- [Activity]
Find the line with "decorative object on" in the records below. Copy it and every line after it, up to and including the line with "Provide the segmentation of every instance of the white sock".

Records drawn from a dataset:
---*---

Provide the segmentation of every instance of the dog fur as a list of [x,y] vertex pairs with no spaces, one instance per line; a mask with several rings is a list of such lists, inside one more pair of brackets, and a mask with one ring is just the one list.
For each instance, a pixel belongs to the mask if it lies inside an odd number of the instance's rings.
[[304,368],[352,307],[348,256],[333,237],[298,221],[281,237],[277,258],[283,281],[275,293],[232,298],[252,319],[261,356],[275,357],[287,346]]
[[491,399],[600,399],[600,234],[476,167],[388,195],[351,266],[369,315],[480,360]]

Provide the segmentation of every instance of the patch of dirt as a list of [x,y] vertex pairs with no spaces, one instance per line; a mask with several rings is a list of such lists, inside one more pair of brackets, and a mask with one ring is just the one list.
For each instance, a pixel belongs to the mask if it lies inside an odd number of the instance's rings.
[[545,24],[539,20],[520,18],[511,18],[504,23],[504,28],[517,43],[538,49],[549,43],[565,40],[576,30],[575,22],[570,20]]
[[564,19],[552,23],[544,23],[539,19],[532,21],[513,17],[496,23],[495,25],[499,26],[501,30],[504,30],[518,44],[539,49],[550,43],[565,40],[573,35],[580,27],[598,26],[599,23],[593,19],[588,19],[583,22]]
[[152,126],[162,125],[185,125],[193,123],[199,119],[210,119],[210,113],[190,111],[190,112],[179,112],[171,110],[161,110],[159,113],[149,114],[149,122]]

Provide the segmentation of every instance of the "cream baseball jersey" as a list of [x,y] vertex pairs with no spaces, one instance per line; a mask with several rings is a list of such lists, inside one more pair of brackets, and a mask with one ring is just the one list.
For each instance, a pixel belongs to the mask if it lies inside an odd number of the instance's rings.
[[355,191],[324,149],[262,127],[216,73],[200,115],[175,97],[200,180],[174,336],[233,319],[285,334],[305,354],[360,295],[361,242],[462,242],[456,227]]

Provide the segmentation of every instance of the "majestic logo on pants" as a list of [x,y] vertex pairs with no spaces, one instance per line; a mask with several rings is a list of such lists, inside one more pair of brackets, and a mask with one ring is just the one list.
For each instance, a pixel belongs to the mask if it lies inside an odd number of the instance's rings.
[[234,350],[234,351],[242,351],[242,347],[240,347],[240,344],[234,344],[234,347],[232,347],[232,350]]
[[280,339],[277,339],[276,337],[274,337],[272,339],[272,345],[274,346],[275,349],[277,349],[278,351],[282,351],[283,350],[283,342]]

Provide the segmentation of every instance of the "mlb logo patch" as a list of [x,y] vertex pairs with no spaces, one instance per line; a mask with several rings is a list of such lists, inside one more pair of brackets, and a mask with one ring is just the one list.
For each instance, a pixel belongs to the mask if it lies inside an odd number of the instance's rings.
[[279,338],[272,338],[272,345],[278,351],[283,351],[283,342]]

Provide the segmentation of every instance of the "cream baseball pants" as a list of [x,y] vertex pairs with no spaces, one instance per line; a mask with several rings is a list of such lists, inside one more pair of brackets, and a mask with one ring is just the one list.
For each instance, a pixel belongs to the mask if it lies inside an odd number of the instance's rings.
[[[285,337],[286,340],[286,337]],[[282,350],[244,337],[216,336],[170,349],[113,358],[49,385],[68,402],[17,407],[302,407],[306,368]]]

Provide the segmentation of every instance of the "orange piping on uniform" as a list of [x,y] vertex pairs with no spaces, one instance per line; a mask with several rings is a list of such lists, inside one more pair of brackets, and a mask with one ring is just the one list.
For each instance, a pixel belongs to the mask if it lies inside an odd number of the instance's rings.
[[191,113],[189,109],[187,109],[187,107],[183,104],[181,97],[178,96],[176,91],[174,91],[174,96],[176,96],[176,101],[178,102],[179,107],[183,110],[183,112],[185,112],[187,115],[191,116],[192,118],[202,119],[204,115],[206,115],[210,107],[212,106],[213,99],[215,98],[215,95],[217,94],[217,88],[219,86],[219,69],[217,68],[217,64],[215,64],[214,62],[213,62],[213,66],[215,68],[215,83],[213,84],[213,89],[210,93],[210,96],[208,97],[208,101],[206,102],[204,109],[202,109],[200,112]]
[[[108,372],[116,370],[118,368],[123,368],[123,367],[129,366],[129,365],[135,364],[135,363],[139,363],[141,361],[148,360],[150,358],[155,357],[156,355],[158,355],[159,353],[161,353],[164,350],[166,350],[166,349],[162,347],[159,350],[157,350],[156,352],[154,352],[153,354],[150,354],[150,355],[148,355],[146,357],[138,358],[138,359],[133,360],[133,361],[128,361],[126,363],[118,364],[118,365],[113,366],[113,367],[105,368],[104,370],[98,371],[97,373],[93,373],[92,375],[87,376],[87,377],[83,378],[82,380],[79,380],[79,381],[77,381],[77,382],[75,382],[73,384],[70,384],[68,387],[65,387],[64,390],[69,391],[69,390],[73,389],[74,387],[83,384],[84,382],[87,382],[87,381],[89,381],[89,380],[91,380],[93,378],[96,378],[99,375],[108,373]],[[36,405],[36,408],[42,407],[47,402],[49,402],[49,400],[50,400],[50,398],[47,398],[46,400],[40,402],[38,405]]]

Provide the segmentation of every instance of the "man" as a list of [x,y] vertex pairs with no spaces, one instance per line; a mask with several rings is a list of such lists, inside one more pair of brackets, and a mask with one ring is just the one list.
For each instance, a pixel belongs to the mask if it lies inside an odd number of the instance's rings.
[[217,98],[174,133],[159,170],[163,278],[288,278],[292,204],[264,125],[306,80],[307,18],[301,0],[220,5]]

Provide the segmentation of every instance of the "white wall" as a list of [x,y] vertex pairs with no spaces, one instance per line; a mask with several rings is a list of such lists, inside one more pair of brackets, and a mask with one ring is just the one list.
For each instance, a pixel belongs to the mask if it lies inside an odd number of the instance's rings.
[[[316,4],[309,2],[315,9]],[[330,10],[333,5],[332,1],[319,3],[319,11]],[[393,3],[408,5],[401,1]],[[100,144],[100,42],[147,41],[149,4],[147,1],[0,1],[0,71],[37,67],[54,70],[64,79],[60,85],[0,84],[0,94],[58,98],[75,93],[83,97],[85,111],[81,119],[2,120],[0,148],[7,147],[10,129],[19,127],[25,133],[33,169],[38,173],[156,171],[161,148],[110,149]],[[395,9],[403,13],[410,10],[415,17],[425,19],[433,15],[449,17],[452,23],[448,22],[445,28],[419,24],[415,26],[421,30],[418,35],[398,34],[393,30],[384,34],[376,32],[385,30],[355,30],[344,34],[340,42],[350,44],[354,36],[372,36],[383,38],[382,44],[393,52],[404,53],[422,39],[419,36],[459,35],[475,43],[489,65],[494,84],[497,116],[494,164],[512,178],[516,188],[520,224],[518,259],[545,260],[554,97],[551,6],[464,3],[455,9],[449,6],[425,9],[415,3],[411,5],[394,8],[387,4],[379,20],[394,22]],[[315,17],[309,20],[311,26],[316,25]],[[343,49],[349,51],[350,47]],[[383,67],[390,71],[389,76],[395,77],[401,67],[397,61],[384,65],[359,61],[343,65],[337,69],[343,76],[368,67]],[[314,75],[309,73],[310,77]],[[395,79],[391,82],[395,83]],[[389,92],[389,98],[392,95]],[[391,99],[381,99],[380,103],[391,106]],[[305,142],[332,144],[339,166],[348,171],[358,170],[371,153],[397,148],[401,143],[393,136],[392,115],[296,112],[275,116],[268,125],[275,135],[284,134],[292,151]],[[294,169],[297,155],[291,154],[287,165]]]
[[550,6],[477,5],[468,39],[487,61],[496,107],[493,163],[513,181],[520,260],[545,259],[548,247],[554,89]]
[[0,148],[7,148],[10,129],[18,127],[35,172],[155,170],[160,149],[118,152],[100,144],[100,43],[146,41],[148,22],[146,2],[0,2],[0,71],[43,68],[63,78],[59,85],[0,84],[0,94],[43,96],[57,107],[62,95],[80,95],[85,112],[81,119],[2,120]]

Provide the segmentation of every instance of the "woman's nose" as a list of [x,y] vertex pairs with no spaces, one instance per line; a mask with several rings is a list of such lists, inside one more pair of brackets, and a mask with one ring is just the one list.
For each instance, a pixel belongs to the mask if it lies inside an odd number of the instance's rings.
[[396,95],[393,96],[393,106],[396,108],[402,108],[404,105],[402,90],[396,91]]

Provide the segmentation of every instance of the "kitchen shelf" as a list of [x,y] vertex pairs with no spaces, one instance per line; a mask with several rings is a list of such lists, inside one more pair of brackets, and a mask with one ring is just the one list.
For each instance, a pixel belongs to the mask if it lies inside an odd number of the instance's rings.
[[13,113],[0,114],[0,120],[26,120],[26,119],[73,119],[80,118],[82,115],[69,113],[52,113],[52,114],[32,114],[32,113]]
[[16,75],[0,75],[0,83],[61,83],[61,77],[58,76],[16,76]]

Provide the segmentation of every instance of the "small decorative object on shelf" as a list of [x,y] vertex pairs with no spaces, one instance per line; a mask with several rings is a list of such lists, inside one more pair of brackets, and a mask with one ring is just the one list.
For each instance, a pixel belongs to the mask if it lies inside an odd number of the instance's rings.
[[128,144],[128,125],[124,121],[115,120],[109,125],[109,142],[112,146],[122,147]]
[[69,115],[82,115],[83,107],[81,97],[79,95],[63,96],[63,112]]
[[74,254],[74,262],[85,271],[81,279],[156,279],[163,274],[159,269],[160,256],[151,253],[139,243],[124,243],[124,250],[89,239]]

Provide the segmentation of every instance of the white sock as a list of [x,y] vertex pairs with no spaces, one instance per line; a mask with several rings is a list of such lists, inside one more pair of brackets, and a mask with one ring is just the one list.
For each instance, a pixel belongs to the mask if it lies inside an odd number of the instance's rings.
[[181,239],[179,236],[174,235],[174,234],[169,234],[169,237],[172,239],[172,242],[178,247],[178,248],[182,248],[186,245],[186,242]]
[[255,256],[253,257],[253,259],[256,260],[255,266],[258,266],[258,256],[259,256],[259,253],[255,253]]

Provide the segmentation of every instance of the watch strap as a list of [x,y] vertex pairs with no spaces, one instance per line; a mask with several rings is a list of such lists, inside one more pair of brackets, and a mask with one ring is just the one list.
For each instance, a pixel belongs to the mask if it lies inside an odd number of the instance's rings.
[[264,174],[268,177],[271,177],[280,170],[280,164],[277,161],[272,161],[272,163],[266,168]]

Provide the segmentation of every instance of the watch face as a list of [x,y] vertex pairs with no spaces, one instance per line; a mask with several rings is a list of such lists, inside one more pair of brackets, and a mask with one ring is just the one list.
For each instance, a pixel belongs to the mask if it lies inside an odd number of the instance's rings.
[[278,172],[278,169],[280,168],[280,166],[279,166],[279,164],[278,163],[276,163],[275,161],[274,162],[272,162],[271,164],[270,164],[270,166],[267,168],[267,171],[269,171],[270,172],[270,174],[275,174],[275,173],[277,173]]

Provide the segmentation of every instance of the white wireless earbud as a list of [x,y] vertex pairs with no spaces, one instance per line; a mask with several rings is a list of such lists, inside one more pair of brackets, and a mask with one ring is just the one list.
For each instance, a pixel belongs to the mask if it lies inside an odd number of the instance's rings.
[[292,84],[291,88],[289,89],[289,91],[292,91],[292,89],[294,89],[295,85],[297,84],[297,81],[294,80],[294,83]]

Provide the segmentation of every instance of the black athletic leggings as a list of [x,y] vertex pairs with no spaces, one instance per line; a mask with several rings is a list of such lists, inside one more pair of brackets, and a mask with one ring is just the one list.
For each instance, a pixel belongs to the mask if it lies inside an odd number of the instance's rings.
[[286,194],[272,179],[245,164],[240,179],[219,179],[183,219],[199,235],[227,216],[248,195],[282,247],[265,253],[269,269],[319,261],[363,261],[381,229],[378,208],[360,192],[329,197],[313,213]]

---*---

- [Result below]
Provide the segmentation of every instance of the "small decorative object on shelf" as a list of [x,y] vertex pairs with no spaces, one instance per line; a mask with several rings is a list of such lists, inside one more pair of brackets, and a mask with one ring is just the one list.
For each instance, a pixel belongs to the mask if it lies inside an odd number of the instance's rings.
[[128,144],[128,125],[124,121],[115,120],[109,125],[109,142],[112,146],[122,147]]
[[69,115],[82,115],[83,107],[81,97],[79,95],[63,96],[63,112]]
[[74,254],[74,262],[85,271],[81,279],[156,279],[163,274],[159,269],[160,256],[151,253],[139,243],[124,243],[124,250],[89,239]]

Provide the segmentation of every instance of the white sock as a list of [x,y] vertex pairs with no spaces, one instance per line; a mask with several rings is a list of such lists, inside one more pair of brackets, and a mask with one ring is just the one list.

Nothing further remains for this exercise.